* **Verilen metin**:

⟨

Sitemize Katkıda Bulunun

Merhaba, Sitemize yazılarıyla katkıda bulunmak isteyenler, bize bilgi@saksafonname.com e-posta adresinden ulaşabilirler. Teşekkür ederiz.

İlhan Erşahin ile Söyleşi

Bazen bir plak duyuyorsun bir fikir geliyor, bazen müzik çalıyoruz sahnede tam o zaman fikir geliyor. Ama genelde sabahları kalktığın zaman piyanonun önünde oturuyorsun, bir şeye basıyorsun, o başka bir şey oluyor. Ondan sonra genelde bu hangi duygu olabilir diye düşünüyorsun...

16 yaşında müziğe başlıyorsunuz,  birçok sanatçı aslında daha erken yaşlarda müziğe başlıyor. Müziğinizde bunu bir eksiklik olarak hissettiniz mi ya da bunu telafi etmek için bir çabanız oldu mu?

Aslında daha genç olduğum zamanlarda bazen hissettim bunun eksikliğini, çok daha bilgili olan insanlar vardı tabii ki yeni başladığımda, hem de ben 16 yaşında direkt çalmaya başladım, ama yine de  19-20’li yaşlara kadar çok fazla ciddiye almadım sanki.

Yani bu günleri düşünmediniz, hayal etmediniz diyebilir miyiz? 

Evet  öyle oldu ve sonra devam etti, sanki biraz kader. Çok fazla düşünmedim aslında. Sporcuydum, 16 yaşına kadar sporla ilgilendim, kafamda hep spor vardı. Bir sürü spor yapıyordum ama squash ile oldukça ilgileniyordum, futbol ve basketbol oynuyordum. 15-16 yaşlarında liseye başladığım zaman müzisyen arkadaşlarım olmaya başladı. Zaten futboldan sıkılmaya başlamıştım, orada hep bir rekabet  vardı, ama müzikte bir paylaşma olayı vardı ve ben onu gördüm. Spora sürekli zaman ayırman lazım, antrenmanlar var. Müzik başladı ve benim ortamım birden bire değişti. Müzik yapalım, çalalım, eğlenelim derken birden bire ortam değişti. Ama zaten hep müzik dinliyordum, hep seviyordum, evde sürekli müzik çalınıyordu, müzisyen yoktu evde ama  müzik hep vardı. Hep sanki sanat vardı, onun için birden bire müziğe başlamam çok garip gelmedi.  Böyle başladı ve sonra yavaş yavaş gruplara girmeye başladım ve müzisyenlik hayatım başladı. Amerika’ya gittim ve orada artık karar verdim müzisyen olmaya ve müziği daha ciddiye almaya başladım.

⟩

[Koleksiyon kayıtları]
⟨

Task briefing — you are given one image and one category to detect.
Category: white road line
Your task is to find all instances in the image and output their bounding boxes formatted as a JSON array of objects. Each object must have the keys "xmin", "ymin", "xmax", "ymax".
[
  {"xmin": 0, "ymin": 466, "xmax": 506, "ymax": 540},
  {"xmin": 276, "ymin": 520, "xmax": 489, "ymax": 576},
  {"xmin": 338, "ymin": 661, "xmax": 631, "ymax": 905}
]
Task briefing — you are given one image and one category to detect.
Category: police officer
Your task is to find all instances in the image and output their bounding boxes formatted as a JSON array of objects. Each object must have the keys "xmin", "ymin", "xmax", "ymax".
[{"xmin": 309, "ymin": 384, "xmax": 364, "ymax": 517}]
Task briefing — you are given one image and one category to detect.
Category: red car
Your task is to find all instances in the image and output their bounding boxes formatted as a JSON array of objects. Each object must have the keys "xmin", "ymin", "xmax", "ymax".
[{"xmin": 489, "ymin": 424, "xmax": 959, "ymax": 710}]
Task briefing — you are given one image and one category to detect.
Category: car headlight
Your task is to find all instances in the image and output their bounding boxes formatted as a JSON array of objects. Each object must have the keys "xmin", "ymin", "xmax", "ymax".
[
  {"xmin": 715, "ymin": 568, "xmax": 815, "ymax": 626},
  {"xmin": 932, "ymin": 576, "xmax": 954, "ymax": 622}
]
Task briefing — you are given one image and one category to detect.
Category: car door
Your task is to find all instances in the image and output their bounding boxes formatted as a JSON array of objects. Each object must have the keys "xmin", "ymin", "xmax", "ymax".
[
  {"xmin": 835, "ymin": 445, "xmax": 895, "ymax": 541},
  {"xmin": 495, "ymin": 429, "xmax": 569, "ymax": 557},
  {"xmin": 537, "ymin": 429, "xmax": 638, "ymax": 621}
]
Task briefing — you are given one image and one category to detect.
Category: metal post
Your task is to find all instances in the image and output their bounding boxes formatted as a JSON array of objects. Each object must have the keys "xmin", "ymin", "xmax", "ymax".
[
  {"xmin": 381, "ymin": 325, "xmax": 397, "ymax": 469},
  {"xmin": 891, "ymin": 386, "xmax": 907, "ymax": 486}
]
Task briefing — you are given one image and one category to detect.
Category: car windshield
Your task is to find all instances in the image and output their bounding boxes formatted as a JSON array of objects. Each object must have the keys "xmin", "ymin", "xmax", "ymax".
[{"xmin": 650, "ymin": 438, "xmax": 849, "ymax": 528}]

⟩

* **Yazılı talep**: Söyleşi metninde "Aslında daha genç" ve "etmediniz diyebilir miyiz?" ifadeleri arasındaki bölümü, iki ifade de dahil olmak üzere olduğu gibi kopyalayın. Bu kayıtların metinle bir ilgisi yoktur.

* **Beklenen yanıt**:
Aslında daha genç olduğum zamanlarda bazen hissettim bunun eksikliğini, çok daha bilgili olan insanlar vardı tabii ki yeni başladığımda, hem de ben 16 yaşında direkt çalmaya başladım, ama yine de  19-20’li yaşlara kadar çok fazla ciddiye almadım sanki.

Yani bu günleri düşünmediniz, hayal etmediniz diyebilir miyiz?